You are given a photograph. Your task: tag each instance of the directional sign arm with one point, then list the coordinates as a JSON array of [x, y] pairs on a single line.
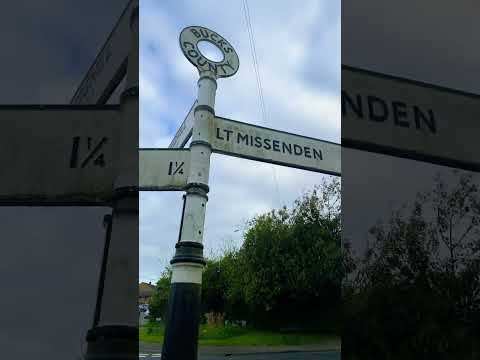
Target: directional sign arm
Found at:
[[254, 142], [184, 132]]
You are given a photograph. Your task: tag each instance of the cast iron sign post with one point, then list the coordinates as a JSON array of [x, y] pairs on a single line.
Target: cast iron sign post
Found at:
[[181, 332]]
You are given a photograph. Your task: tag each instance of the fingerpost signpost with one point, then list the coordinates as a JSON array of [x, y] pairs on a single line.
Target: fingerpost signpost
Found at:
[[208, 134]]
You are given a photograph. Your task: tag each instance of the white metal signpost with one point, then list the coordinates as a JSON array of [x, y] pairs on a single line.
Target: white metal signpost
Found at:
[[86, 155], [184, 132], [211, 133], [163, 169], [410, 119], [255, 142]]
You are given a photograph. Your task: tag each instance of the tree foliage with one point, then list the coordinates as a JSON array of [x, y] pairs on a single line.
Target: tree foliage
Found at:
[[416, 294], [288, 270]]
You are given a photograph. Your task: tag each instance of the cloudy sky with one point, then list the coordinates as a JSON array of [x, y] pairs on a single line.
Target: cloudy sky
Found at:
[[298, 50]]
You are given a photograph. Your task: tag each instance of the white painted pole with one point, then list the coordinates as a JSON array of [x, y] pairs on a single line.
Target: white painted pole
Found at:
[[116, 333], [181, 332]]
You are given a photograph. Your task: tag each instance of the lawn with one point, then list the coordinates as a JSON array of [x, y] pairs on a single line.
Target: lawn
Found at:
[[228, 335]]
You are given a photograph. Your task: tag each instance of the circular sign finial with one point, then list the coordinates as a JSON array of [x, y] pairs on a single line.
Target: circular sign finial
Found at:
[[189, 39]]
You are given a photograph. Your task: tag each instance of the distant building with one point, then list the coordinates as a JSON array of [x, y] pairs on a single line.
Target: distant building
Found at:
[[145, 292]]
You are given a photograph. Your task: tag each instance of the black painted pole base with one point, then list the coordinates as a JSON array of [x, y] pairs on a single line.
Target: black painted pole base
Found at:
[[181, 331], [112, 342]]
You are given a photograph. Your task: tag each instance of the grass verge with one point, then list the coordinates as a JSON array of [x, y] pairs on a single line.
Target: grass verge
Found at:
[[237, 336]]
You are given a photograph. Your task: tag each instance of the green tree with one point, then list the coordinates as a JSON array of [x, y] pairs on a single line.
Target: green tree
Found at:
[[416, 294], [290, 264]]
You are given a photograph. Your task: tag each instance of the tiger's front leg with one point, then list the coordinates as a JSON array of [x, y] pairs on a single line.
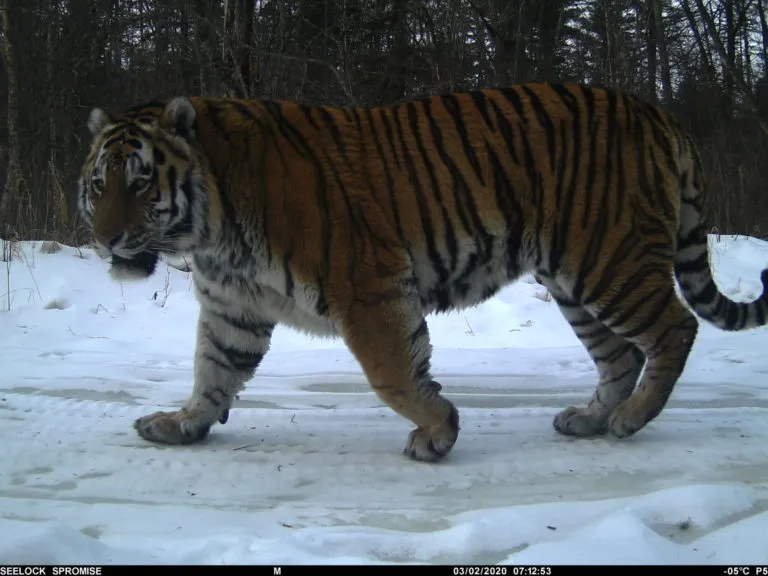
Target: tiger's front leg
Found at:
[[230, 347]]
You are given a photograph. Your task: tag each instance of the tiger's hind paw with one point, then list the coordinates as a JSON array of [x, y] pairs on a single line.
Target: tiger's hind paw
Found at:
[[575, 421], [172, 427]]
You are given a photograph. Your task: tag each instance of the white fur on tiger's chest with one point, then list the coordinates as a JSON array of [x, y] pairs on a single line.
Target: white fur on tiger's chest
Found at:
[[262, 293]]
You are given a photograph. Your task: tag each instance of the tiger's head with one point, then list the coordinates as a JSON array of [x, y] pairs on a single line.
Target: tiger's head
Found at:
[[142, 189]]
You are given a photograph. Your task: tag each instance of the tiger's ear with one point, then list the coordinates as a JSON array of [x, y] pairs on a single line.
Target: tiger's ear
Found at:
[[179, 116], [98, 120]]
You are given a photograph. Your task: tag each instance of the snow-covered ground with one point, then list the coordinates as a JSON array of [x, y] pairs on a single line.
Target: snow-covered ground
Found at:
[[309, 467]]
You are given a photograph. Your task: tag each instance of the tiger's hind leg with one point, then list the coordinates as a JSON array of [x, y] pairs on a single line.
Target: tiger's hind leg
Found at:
[[644, 309], [391, 342], [618, 364]]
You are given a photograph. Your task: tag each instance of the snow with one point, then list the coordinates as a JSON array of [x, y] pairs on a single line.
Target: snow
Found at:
[[309, 467]]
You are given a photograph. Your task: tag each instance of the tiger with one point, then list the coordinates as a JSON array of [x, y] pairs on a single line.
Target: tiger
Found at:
[[359, 222]]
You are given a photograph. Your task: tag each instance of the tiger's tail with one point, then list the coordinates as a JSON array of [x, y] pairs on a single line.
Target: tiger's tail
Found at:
[[692, 266]]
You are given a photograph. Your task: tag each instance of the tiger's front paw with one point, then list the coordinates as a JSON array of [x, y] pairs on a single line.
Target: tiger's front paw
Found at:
[[180, 427], [431, 445]]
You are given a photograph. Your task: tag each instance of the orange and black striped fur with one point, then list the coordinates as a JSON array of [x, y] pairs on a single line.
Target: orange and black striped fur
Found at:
[[359, 222]]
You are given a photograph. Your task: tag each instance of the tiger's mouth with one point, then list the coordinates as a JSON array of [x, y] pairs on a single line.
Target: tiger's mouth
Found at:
[[136, 267]]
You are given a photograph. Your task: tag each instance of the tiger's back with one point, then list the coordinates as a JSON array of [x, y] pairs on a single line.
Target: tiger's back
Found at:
[[359, 222]]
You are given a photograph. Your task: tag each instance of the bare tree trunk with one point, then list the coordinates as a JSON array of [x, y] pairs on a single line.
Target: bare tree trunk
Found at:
[[238, 29], [661, 42], [764, 30], [11, 194], [649, 15], [734, 77]]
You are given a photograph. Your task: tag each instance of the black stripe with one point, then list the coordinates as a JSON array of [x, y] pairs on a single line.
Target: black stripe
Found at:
[[387, 174], [258, 329], [546, 122], [450, 235], [426, 221], [453, 107], [242, 360], [333, 128]]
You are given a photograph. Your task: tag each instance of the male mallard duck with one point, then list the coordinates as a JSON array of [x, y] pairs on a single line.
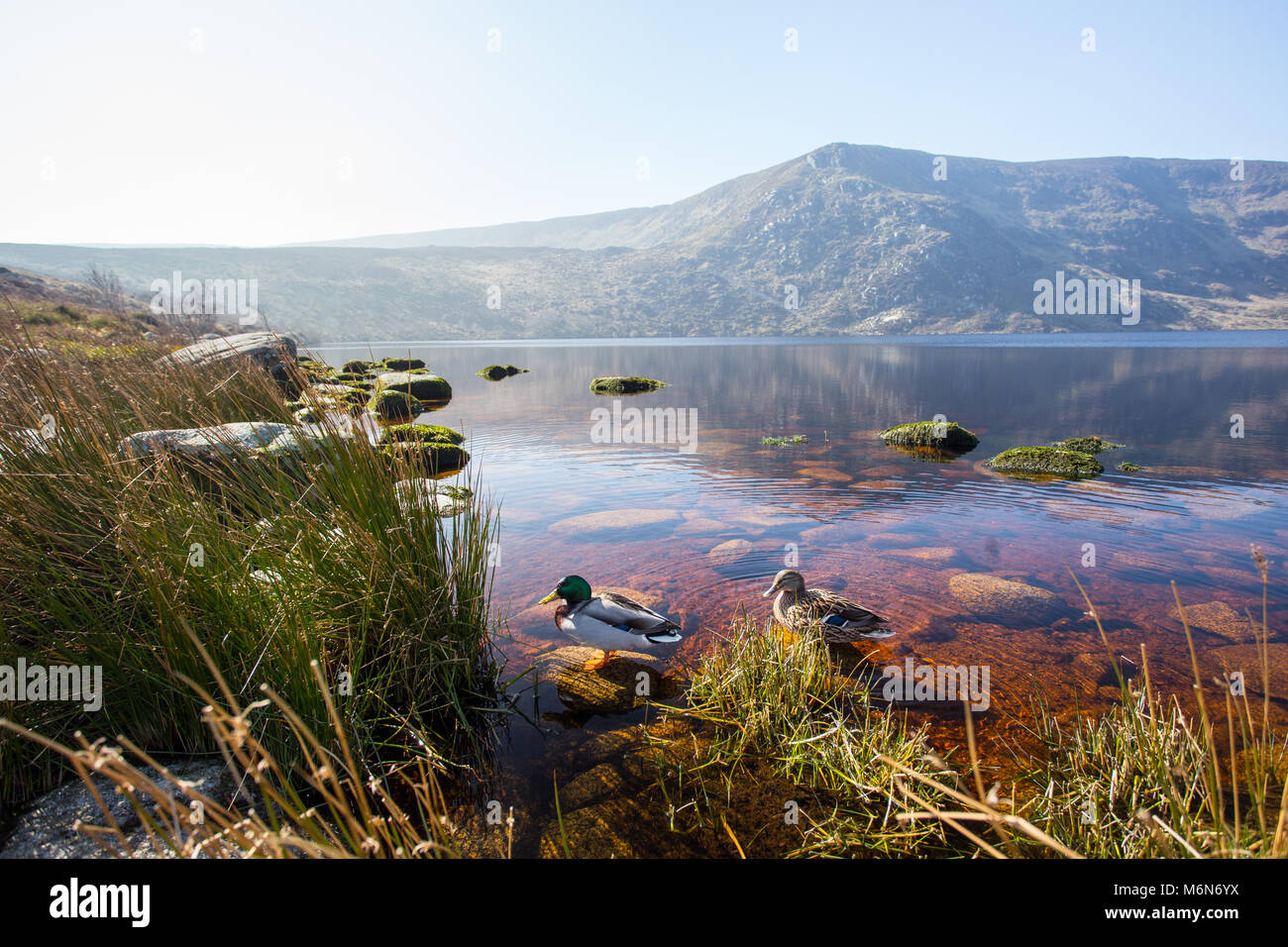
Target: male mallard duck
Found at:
[[842, 620], [608, 621]]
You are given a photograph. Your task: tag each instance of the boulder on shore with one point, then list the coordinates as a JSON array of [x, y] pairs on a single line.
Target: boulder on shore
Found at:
[[266, 350]]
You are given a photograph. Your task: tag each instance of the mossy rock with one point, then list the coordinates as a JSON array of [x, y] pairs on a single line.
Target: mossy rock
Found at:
[[494, 372], [941, 436], [421, 432], [1047, 462], [394, 406], [353, 377], [622, 384], [428, 457], [421, 385], [1087, 445], [613, 688]]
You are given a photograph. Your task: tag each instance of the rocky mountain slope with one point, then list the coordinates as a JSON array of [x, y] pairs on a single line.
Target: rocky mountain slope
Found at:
[[866, 239]]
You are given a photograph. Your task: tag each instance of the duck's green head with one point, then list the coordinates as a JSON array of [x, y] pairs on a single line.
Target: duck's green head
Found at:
[[570, 589]]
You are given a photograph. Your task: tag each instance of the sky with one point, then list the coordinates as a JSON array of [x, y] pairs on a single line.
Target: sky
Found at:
[[267, 123]]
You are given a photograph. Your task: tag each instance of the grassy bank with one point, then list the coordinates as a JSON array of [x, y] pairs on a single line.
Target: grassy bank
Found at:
[[269, 565], [784, 733]]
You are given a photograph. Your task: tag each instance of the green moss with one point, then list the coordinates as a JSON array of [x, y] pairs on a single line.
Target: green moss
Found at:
[[428, 457], [943, 436], [1087, 445], [421, 385], [394, 406], [622, 384], [421, 432], [785, 441], [314, 369], [1051, 462]]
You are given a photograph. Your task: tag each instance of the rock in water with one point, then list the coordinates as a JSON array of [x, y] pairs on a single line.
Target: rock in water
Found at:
[[419, 384], [729, 553], [622, 384], [626, 682], [1004, 600], [1046, 462], [1219, 618]]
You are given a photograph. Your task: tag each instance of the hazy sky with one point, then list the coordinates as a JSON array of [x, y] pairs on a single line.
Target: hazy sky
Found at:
[[265, 123]]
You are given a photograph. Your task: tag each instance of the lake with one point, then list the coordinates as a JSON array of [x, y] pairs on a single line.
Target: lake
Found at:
[[1203, 414]]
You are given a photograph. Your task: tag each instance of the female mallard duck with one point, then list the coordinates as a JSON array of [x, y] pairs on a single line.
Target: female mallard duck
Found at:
[[842, 620], [608, 621]]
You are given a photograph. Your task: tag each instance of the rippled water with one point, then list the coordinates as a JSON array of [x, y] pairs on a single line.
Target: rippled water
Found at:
[[887, 528]]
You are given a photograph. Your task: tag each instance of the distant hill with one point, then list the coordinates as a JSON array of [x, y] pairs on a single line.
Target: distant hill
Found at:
[[871, 240]]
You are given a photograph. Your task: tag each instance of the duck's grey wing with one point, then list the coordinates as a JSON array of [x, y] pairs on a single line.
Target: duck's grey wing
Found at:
[[828, 603], [625, 611]]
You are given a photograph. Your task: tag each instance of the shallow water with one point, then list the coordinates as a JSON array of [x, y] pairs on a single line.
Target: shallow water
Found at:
[[881, 526]]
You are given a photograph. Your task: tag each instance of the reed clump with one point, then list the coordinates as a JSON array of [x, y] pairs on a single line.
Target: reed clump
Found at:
[[776, 709], [271, 558]]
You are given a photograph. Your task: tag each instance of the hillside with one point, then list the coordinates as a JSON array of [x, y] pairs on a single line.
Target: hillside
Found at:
[[868, 237]]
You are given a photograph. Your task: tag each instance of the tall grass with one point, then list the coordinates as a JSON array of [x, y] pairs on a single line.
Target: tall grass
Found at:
[[777, 705], [304, 557], [326, 806]]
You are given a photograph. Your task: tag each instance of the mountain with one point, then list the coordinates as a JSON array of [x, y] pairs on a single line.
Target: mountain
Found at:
[[871, 239]]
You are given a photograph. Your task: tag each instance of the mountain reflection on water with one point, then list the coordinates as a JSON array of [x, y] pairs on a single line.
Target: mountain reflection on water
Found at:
[[888, 528]]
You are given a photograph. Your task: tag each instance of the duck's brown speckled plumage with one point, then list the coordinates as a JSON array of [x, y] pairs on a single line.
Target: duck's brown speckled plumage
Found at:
[[798, 607]]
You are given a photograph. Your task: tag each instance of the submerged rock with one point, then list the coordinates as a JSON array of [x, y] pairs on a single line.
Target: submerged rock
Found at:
[[421, 492], [729, 553], [625, 384], [610, 521], [941, 436], [494, 372], [1003, 599], [1219, 618], [1052, 462]]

[Aim] Can you reproduce only the records from the line with "the mountain with" through the end of the records, substituting "underwater rock" for "submerged rock" and keeping everything else unchanged?

[Exercise solution]
You are given a photograph. Your task: tag each instance of the mountain with one point, then list the coordinates as a JSON array of [x, y] pairs on a single line.
Target: mountain
Found at:
[[871, 239]]
You are given a photograph. Your task: tag each instance of the mountain reflection on water with one point, then list the coordinates as a JSON array of [x, y] pairs on a single line.
Target: mountain reflection on water
Found at:
[[888, 528]]
You are given a photograph. Your task: tag each instance of the duck's brown speckled plumage with one point, then list the coordinates as a JSON array of [x, y] pairs on a single line.
Target: duck's brown speckled plumage
Found at:
[[798, 607]]
You are given a photograph. Your task: tag each instance of the underwater rock with one point, then list the coordinates as a JSON array of [x, y] pairs on a single line.
Target: underwater rock
Found at:
[[421, 492], [729, 553], [625, 384], [610, 521], [941, 436], [494, 372], [1003, 599], [1219, 618], [1052, 462]]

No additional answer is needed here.